Dataset items:
++++++++++++++++++++

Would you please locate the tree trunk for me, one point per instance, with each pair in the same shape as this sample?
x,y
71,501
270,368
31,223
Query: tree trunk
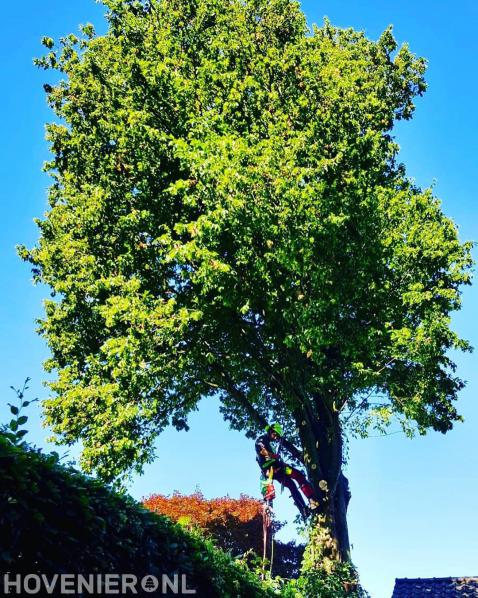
x,y
321,438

++++++++++++++++++++

What needs to be done =>
Reproduce every line of the listing above verbatim, leaving out the images.

Written answer =>
Would you please locate the tree trunk for me, one point per instance, with each pair in the same shape as this sample?
x,y
71,501
270,368
31,223
Query: tree trunk
x,y
321,438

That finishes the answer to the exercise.